● THE PROBLEM
Output every line from the one containing "37, row 51." through the end of the rows, inclusive, as a Markdown table with the columns Index and Line, numbering each line and leaving out blank lines.
begin PROVIDED RECORDS
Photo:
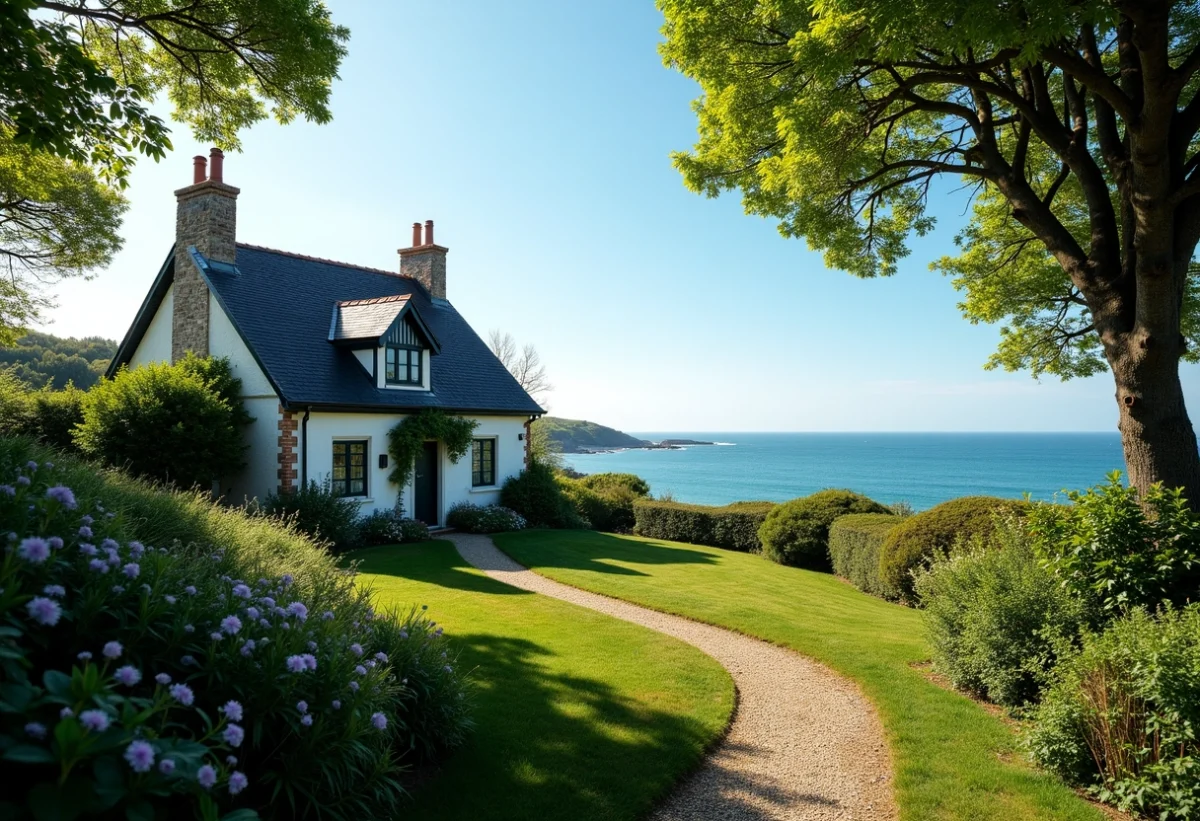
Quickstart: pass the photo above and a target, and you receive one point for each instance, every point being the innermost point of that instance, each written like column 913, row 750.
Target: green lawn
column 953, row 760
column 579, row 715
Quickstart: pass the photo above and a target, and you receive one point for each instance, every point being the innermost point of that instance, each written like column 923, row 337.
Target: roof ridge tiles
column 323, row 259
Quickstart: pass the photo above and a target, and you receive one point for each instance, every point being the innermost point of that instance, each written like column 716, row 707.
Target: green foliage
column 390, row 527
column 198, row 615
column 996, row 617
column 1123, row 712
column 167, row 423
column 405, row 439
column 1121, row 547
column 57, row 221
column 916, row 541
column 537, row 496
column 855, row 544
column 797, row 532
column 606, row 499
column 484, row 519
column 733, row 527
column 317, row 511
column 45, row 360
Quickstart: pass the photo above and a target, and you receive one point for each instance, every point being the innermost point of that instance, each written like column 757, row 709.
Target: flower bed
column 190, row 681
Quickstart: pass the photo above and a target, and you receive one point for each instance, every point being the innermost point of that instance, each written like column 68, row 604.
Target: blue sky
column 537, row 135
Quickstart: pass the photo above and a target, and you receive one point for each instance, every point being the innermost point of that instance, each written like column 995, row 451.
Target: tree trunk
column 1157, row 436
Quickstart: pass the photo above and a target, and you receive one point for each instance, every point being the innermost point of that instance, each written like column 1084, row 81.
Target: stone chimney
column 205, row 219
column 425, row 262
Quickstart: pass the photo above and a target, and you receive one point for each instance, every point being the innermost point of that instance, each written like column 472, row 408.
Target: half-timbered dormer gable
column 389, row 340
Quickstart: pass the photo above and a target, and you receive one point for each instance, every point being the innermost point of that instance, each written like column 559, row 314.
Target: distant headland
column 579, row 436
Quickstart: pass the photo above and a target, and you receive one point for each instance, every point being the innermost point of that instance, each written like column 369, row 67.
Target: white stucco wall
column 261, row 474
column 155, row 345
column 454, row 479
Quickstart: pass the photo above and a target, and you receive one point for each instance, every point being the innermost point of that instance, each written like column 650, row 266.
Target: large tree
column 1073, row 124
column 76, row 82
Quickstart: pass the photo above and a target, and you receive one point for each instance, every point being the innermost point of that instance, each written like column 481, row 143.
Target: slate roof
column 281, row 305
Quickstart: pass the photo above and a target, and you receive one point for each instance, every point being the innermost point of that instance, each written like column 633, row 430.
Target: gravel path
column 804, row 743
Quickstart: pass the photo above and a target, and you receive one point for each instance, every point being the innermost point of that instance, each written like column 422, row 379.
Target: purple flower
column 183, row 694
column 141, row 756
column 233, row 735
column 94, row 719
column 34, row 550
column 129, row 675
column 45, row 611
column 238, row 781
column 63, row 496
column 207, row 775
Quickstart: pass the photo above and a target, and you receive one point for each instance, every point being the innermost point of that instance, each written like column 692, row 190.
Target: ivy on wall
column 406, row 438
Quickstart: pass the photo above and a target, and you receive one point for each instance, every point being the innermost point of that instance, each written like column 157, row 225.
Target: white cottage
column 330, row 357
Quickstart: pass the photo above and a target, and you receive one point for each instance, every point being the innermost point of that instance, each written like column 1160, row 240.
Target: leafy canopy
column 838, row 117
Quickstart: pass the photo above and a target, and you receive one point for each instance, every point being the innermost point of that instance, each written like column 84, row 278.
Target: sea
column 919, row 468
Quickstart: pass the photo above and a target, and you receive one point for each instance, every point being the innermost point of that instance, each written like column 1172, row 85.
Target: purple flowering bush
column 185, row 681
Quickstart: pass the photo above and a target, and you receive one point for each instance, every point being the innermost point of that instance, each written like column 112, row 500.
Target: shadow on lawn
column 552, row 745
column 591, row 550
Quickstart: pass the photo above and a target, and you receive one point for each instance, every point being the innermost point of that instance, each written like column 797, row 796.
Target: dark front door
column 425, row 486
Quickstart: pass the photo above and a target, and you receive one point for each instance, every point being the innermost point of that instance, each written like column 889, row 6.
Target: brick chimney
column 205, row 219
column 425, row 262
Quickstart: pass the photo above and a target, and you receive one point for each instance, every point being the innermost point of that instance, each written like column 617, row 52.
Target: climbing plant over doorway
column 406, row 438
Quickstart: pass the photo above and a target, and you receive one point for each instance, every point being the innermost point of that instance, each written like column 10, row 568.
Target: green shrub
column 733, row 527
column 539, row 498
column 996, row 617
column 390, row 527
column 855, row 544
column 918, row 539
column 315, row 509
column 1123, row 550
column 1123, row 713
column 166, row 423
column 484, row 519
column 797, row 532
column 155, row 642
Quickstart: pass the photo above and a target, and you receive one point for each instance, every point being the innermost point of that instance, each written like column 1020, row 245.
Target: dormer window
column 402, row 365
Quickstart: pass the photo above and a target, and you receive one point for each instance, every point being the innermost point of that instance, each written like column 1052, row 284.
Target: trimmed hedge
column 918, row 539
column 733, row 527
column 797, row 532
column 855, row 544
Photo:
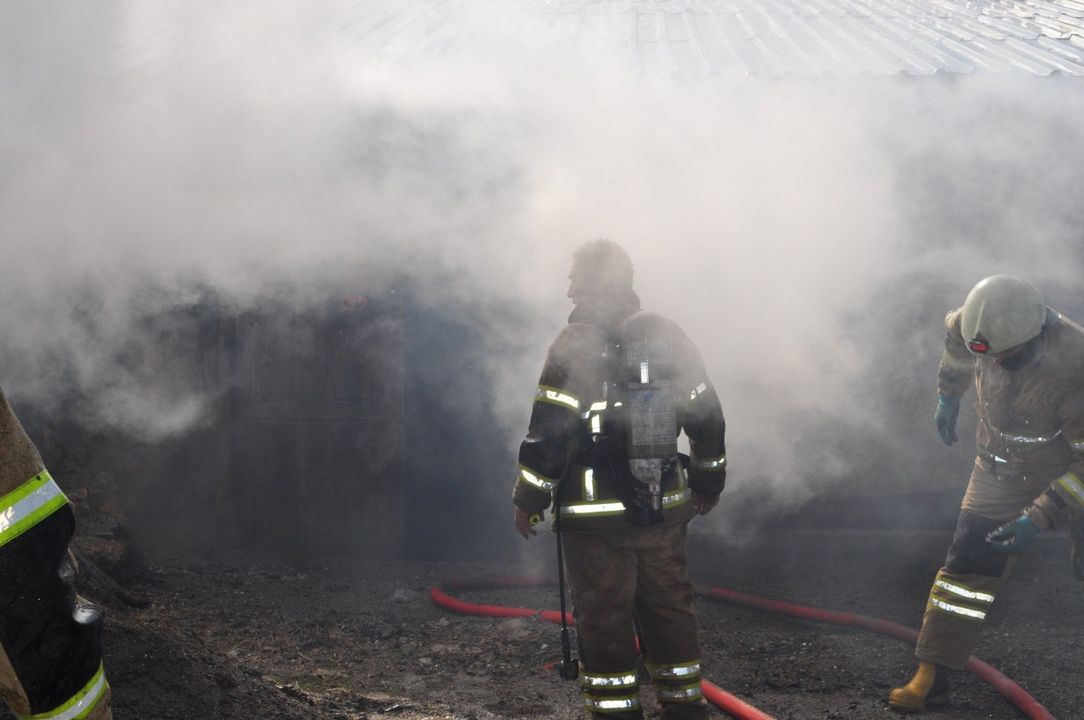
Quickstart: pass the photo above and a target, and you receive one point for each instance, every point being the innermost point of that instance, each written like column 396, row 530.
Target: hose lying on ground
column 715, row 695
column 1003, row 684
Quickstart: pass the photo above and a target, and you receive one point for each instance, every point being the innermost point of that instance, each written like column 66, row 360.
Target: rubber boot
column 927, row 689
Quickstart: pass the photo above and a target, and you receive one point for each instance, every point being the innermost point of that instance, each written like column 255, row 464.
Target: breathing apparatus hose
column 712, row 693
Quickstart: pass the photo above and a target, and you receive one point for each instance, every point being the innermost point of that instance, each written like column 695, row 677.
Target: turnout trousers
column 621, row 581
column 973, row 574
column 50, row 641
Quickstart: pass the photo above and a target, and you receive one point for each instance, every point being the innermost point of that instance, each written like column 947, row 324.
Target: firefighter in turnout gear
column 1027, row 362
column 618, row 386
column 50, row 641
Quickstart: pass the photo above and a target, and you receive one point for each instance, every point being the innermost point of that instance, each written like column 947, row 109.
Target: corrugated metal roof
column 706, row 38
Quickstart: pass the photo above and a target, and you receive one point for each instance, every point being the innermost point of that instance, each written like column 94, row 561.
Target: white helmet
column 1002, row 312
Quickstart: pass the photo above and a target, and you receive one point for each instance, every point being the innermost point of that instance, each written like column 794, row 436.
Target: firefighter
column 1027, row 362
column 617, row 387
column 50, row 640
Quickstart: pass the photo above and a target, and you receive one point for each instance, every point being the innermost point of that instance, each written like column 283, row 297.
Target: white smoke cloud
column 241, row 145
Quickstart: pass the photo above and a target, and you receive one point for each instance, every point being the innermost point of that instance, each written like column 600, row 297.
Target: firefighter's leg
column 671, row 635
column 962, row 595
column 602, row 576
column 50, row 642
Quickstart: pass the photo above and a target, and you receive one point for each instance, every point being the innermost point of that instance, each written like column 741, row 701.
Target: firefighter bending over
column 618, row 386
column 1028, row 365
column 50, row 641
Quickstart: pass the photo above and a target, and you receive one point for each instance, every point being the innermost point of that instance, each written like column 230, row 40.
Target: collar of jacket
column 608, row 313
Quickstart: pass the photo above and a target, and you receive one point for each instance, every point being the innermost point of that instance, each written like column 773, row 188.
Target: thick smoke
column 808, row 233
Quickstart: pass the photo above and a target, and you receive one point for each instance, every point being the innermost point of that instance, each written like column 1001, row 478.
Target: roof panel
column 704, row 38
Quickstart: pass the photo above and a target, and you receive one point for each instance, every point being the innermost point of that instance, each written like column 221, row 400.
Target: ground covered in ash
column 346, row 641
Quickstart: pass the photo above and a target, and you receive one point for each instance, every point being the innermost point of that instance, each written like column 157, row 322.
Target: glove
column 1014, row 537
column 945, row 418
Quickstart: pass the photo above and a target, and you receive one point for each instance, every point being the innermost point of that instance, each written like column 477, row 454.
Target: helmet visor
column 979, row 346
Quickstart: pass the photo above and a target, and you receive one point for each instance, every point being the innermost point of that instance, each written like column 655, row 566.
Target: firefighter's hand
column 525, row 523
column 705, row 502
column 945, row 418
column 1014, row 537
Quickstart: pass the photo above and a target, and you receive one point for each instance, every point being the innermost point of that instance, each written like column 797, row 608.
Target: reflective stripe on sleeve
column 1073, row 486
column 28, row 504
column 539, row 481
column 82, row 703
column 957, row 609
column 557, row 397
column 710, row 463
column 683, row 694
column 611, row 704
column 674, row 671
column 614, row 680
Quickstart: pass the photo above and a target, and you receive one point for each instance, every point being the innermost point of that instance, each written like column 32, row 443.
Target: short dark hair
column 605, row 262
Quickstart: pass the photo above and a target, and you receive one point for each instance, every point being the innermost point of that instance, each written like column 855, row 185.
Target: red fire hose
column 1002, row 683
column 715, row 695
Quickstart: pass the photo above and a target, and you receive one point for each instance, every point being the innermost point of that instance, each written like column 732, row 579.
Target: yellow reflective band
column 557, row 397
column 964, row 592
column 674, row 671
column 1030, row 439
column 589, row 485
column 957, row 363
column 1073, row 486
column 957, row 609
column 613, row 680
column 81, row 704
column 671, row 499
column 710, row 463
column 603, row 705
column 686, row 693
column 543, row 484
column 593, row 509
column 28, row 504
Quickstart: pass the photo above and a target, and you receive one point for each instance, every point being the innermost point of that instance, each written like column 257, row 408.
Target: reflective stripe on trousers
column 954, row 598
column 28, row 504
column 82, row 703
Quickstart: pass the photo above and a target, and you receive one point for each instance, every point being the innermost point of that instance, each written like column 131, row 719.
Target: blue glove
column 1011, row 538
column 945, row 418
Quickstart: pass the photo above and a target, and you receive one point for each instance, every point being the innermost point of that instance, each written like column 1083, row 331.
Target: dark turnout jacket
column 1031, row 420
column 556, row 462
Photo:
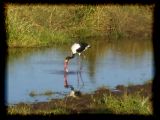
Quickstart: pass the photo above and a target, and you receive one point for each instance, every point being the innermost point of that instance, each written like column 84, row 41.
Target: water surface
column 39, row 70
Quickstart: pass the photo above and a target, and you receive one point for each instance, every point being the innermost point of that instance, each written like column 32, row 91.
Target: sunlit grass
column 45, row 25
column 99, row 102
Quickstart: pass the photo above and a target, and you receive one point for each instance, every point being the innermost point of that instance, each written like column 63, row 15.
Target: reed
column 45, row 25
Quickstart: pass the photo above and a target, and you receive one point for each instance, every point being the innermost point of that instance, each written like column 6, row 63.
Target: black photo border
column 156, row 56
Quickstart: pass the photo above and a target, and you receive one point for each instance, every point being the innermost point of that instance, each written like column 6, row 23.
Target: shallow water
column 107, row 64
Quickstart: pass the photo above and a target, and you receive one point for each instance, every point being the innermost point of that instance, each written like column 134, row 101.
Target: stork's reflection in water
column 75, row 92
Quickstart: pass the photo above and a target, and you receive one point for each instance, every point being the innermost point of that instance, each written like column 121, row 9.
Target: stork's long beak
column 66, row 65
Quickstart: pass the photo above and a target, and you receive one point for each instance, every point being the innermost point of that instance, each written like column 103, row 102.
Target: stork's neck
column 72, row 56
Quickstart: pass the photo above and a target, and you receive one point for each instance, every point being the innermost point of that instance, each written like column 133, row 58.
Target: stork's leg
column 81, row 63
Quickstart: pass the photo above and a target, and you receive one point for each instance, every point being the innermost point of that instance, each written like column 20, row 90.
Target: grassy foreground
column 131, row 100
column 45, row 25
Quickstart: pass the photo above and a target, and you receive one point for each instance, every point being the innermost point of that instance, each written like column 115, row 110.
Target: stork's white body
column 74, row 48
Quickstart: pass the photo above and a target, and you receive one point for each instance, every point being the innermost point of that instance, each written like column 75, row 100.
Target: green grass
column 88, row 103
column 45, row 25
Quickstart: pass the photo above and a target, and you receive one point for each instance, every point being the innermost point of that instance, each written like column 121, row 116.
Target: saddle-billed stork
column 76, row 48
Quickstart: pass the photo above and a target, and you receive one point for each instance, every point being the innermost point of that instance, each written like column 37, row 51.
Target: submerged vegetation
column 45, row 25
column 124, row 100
end PROVIDED RECORDS
● OUTPUT BELOW
| Index | Line |
|---|---|
| 1 | Quickstart: pass the photo above and a target, and you receive one point for each instance, every point being the innermost point of that instance, each written like column 37, row 51. |
| 2 | Target: submerged vegetation |
| 3 | column 45, row 25 |
| 4 | column 124, row 100 |